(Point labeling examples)
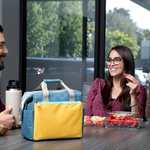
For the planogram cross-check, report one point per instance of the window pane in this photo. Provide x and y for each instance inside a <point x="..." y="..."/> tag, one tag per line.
<point x="128" y="24"/>
<point x="60" y="42"/>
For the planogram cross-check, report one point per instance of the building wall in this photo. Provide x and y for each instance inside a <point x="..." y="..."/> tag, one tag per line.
<point x="10" y="23"/>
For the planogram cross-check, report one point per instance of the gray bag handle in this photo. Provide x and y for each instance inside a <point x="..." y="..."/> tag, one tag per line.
<point x="43" y="87"/>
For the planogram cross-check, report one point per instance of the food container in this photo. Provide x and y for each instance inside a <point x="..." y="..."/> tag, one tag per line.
<point x="4" y="126"/>
<point x="123" y="120"/>
<point x="94" y="121"/>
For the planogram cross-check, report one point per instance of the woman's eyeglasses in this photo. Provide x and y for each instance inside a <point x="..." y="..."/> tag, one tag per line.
<point x="116" y="60"/>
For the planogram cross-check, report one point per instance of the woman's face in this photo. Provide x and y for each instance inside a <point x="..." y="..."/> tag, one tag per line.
<point x="115" y="67"/>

# [What is being asked]
Print every line of the listing above verbatim, and leave the pictures out.

# [Finished task]
For the planogram cross-check, report one point per instance of the window pane in this photo. Provide x and y for each instance inside a <point x="..." y="..."/> tag, one tag per line.
<point x="128" y="24"/>
<point x="60" y="42"/>
For the planogram cross-check, report one point per instance of the building wall in this photo. Provide x and y for each instance inside a <point x="..." y="..."/> tag, one tag per line.
<point x="10" y="23"/>
For the planogram cross-check, report one point per instance of the gray bag handle in this photo. Provide x and y for each instance inside a <point x="..." y="..."/> tag, one tag per line.
<point x="43" y="87"/>
For the planogram cross-check, report one point per instance of the food container in this photo. Provide x and y for each instance inside a <point x="..." y="..."/> tag, one tag per line.
<point x="4" y="126"/>
<point x="123" y="120"/>
<point x="94" y="121"/>
For the planogram cross-check, report one point per instance of the woman's eyeglasses in this photo. Provide x and y for each instance inside a <point x="..." y="..."/> tag, one tag per line.
<point x="116" y="60"/>
For the planogram cross-check, report one point per instance of the woman's face in this photo. Provide x and y for each instance inside a <point x="..." y="..."/> tag, one tag per line.
<point x="115" y="67"/>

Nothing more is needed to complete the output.